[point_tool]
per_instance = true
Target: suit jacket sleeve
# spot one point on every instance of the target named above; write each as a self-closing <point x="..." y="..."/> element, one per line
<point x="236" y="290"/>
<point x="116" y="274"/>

PROBLEM => Write out word for word every line from the one containing "Target: suit jacket sleeve" through the last line of the data, and no other line.

TASK RESULT =>
Target: suit jacket sleeve
# spot one point on every instance of the target named above; write each as a self-closing <point x="..." y="..."/> element, one per line
<point x="236" y="290"/>
<point x="116" y="274"/>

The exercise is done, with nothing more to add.